(Image object location entries)
---

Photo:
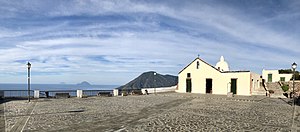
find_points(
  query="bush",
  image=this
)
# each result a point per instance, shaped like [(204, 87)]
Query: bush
[(285, 87)]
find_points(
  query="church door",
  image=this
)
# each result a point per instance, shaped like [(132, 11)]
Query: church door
[(188, 85), (233, 86)]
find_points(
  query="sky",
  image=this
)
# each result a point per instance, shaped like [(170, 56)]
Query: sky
[(114, 41)]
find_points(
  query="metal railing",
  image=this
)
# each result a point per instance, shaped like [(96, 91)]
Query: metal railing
[(17, 93), (50, 93)]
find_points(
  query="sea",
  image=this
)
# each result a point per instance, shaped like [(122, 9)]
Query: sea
[(20, 90), (56, 87)]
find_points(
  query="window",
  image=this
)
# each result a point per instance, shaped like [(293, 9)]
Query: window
[(189, 75)]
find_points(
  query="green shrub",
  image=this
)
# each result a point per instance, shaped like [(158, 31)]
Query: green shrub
[(285, 87)]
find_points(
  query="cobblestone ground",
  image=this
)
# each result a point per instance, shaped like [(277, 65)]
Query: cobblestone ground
[(162, 112)]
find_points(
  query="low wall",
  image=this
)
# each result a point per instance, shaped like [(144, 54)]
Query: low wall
[(159, 90)]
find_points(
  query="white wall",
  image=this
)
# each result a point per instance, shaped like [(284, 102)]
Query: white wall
[(198, 77), (220, 81)]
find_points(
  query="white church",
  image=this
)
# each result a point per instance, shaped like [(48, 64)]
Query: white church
[(201, 77)]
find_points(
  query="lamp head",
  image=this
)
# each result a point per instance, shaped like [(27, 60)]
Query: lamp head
[(294, 65), (28, 65)]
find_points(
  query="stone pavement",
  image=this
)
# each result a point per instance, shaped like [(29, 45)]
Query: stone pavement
[(162, 112)]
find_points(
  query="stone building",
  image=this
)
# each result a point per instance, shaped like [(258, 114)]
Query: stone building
[(201, 77), (275, 76)]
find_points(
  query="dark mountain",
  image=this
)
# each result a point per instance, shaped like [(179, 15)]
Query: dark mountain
[(84, 83), (149, 80)]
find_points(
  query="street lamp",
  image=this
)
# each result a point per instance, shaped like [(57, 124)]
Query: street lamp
[(154, 83), (28, 66), (294, 66)]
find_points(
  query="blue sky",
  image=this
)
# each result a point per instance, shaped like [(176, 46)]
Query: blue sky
[(113, 41)]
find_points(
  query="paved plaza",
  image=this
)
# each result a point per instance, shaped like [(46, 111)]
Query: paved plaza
[(161, 112)]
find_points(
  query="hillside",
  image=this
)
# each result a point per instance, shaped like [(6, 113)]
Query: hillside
[(149, 80)]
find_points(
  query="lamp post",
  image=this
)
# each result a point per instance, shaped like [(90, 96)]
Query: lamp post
[(28, 66), (294, 66), (154, 83)]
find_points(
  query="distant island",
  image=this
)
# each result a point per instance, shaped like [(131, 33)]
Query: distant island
[(84, 83)]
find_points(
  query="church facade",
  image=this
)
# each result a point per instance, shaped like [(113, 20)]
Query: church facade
[(201, 77)]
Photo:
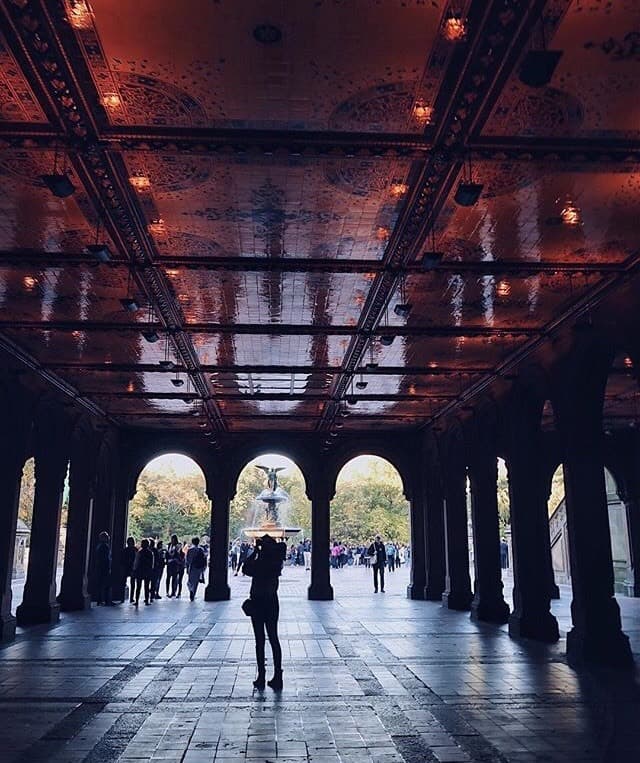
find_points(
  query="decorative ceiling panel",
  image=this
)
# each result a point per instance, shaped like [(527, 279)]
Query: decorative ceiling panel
[(270, 297), (269, 207), (260, 349), (544, 216), (593, 92), (17, 100), (30, 216), (356, 66)]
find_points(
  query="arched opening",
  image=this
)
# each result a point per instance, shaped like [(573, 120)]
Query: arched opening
[(170, 499), (618, 533), (369, 501), (23, 532), (270, 498)]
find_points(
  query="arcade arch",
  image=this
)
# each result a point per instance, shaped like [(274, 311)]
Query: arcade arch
[(170, 497), (369, 499)]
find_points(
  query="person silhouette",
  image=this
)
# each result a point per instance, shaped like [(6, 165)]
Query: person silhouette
[(264, 567)]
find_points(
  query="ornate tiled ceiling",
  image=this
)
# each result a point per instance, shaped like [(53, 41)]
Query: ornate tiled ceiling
[(268, 176)]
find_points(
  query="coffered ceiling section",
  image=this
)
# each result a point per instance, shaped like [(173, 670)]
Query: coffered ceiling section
[(276, 184), (323, 65)]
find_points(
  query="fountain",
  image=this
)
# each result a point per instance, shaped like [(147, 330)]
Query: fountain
[(272, 495)]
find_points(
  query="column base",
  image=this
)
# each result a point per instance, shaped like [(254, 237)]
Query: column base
[(433, 594), (219, 592), (7, 627), (320, 592), (415, 592), (496, 611), (609, 650), (74, 603), (37, 614), (538, 626), (457, 600)]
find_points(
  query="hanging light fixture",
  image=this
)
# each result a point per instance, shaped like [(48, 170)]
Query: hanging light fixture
[(167, 363), (468, 191), (538, 66), (58, 183), (403, 308), (99, 250), (129, 302)]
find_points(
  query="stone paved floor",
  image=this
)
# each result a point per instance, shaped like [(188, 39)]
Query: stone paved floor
[(367, 678)]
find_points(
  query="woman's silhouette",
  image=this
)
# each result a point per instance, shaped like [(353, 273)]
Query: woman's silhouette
[(264, 567)]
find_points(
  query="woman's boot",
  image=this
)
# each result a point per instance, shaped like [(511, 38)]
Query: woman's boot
[(276, 682), (259, 683)]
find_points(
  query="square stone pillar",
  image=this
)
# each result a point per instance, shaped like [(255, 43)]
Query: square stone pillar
[(457, 594), (320, 588), (531, 616), (417, 583), (74, 593), (596, 636), (488, 602), (218, 586), (39, 603)]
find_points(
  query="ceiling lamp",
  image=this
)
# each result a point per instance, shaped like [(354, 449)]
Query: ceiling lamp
[(454, 27), (404, 307), (129, 303), (468, 193), (99, 250), (59, 184), (538, 66)]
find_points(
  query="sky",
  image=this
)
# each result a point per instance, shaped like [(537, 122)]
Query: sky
[(182, 465)]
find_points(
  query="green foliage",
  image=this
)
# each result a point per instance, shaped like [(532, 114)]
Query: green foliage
[(367, 504), (169, 503)]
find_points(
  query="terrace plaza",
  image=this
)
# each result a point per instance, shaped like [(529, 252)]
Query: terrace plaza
[(323, 229)]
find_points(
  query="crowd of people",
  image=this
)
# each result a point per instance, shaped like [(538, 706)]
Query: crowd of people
[(144, 565)]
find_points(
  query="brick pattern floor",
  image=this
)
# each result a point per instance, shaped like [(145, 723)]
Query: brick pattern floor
[(368, 679)]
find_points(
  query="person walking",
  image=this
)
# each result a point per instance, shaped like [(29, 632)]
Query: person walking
[(378, 555), (143, 571), (128, 560), (306, 552), (196, 563), (264, 567), (172, 556), (103, 570), (158, 568), (391, 556)]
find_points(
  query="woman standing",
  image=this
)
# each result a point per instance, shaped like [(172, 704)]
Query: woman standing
[(264, 567), (143, 571)]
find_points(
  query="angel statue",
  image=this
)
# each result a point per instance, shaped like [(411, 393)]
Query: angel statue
[(272, 475)]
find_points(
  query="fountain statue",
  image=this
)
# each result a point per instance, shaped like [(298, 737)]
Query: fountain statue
[(272, 496)]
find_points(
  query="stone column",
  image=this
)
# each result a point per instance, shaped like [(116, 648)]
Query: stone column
[(531, 616), (417, 582), (74, 593), (218, 586), (435, 571), (39, 603), (457, 593), (13, 453), (320, 588), (596, 636), (632, 506), (488, 602)]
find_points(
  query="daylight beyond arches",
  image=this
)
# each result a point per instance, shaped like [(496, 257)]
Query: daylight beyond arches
[(369, 500), (170, 498)]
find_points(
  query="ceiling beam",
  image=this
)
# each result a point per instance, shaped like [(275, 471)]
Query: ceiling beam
[(328, 144), (516, 268), (266, 369), (275, 329)]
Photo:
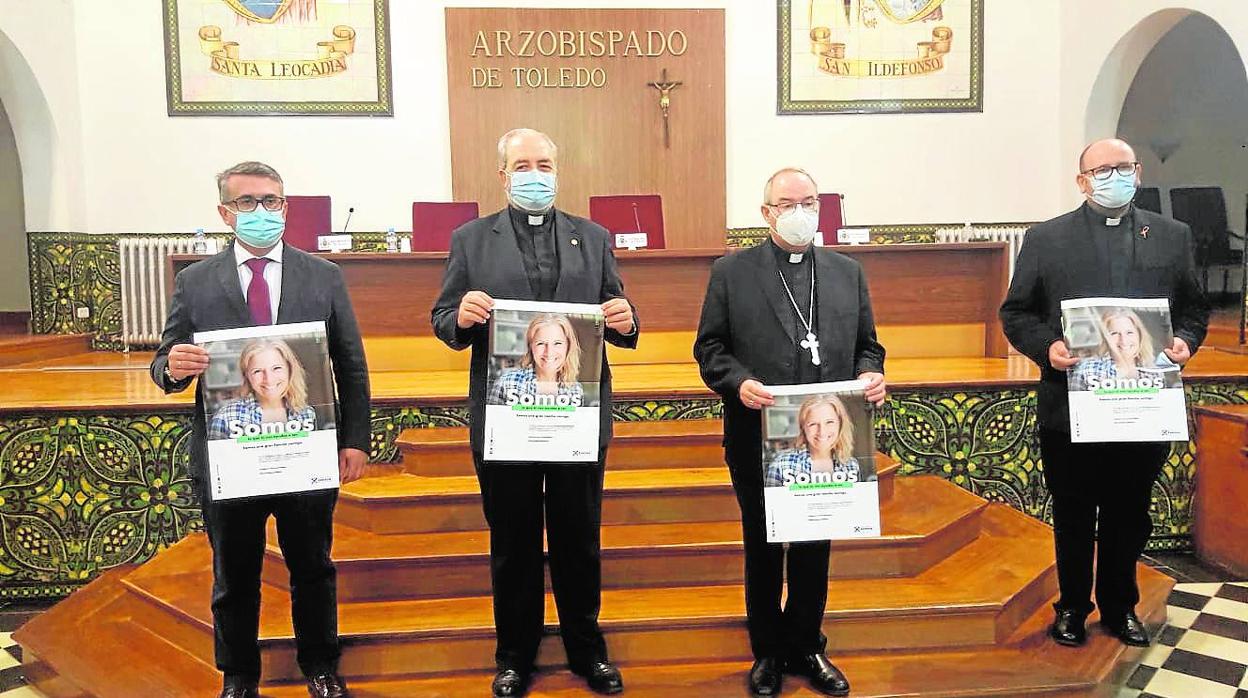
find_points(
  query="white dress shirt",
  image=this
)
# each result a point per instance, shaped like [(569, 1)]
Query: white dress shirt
[(272, 274)]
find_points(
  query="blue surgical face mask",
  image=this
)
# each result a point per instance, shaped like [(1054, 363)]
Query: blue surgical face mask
[(260, 227), (1116, 191), (532, 190)]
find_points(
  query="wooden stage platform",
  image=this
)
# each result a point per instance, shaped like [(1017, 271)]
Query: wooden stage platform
[(952, 599)]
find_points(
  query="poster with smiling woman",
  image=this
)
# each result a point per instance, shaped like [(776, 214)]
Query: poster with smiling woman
[(543, 382), (819, 478), (1123, 387), (268, 405)]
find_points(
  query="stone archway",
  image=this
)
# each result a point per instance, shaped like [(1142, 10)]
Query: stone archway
[(34, 134)]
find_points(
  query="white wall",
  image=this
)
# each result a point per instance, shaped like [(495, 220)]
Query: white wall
[(1191, 95), (891, 169), (141, 170), (14, 287), (1107, 41)]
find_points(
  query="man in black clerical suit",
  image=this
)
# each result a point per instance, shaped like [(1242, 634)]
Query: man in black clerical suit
[(1107, 247), (532, 251), (257, 280), (763, 306)]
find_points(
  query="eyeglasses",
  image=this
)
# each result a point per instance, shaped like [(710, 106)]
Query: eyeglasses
[(810, 205), (1102, 172), (247, 204)]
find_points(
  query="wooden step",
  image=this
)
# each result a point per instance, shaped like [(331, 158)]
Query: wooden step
[(1027, 666), (132, 658), (925, 521), (674, 443), (409, 503), (975, 597)]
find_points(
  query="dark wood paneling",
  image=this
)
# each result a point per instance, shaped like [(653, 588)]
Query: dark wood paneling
[(610, 137), (1218, 523)]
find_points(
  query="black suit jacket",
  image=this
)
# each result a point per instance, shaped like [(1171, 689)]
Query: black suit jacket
[(1060, 261), (740, 334), (207, 296), (484, 256)]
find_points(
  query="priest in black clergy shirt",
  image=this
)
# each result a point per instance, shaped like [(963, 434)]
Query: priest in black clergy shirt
[(534, 252), (769, 312), (1107, 247)]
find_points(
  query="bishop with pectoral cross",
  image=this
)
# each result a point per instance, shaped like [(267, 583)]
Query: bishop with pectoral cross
[(784, 312)]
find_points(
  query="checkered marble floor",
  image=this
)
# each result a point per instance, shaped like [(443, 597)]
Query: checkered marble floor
[(1202, 652)]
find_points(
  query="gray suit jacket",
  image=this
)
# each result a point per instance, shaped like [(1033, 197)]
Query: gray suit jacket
[(484, 256), (207, 296), (1060, 261), (740, 335)]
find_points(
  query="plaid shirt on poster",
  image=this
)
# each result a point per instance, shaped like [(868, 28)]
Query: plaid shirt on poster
[(799, 462), (524, 381), (246, 411)]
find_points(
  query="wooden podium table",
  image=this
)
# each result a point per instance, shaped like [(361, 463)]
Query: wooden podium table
[(929, 300)]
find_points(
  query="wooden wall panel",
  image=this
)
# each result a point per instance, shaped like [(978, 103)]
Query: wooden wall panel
[(610, 137)]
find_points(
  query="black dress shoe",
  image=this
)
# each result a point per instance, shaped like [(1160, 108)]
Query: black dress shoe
[(327, 686), (765, 677), (240, 687), (824, 676), (509, 683), (604, 678), (1068, 628), (1130, 629)]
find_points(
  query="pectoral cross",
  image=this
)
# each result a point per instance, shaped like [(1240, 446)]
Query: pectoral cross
[(811, 342), (664, 89)]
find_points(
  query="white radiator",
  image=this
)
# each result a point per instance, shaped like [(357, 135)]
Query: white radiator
[(144, 300), (1007, 234)]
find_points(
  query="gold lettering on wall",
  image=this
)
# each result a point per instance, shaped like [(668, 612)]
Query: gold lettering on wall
[(564, 44)]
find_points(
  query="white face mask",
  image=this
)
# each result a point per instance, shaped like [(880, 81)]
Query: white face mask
[(798, 227)]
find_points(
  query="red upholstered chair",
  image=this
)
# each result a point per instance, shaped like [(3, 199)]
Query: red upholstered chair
[(630, 214), (433, 222), (306, 219), (830, 217)]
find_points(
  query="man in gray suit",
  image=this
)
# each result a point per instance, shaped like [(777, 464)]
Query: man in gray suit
[(532, 251), (784, 312), (257, 280)]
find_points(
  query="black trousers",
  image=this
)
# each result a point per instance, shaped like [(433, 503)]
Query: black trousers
[(794, 629), (1101, 496), (305, 531), (514, 497)]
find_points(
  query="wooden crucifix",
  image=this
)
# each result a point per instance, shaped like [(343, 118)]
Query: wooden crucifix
[(665, 89)]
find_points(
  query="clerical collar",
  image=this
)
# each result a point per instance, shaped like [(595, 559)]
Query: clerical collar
[(1108, 216), (531, 221), (785, 255)]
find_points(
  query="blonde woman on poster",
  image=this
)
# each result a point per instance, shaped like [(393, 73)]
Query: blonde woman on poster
[(825, 445), (550, 363), (1127, 351), (273, 390)]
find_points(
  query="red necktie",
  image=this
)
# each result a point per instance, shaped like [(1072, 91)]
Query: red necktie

---

WHAT THE TASK ASKS
Please write out the lines again in full, from the start up to and including the line with "[(294, 65), (28, 65)]", raising every coordinate in the answers by 136. Leave the pictures out.

ANSWER FOR THE TASK
Photo:
find_points(
  query="bush",
  image=this
)
# each result a point per instance, shaped like [(204, 87)]
Query: bush
[(421, 223)]
find_points(
  query="church door",
  image=this
)
# each result a point per instance, shaped like [(132, 11)]
Query: church door
[(324, 221), (369, 222)]
find_points(
  query="sky",
  image=this
)
# each result a point per instance, shaped like [(170, 56)]
Query: sky
[(250, 177)]
find_points(
  query="metal railing",
  image=this
)
# each result a point per instance, shaped like [(96, 91)]
Query: metal railing
[(153, 229), (186, 229)]
find_points(
  query="sea",
  image=this
)
# each result a point per instance, shaped like [(122, 9)]
Query: sea
[(156, 226), (192, 223)]
find_points(
  query="window",
  image=this
)
# each result a point per instance, shaped like [(293, 9)]
Query: window
[(325, 211)]
find_points(
  query="green shrub",
  image=this
)
# each result a point per instance, shaped like [(158, 31)]
Query: green shrub
[(421, 223)]
find_points(
  query="cobblestone ground",
  image=this
)
# each result a point per instance, shaped like [(277, 65)]
Query: cobblestone ground
[(298, 248)]
find_points(
  query="low wall",
  image=this
)
# each result a point per instance, shaped like [(144, 54)]
Query: low wall
[(295, 226)]
find_points(
  query="white wall",
  image=this
)
# each result a point per instance, shaped like [(284, 102)]
Query: white wall
[(334, 213), (356, 217)]
find_points(
  query="white church",
  image=this
)
# each result a point per instance, shaped like [(48, 64)]
Query: white church
[(337, 213)]
find_points(
  query="lamp head",
  image=this
)
# each result a point per instance, shaped like [(27, 60)]
Query: lamp head
[(430, 201), (164, 201)]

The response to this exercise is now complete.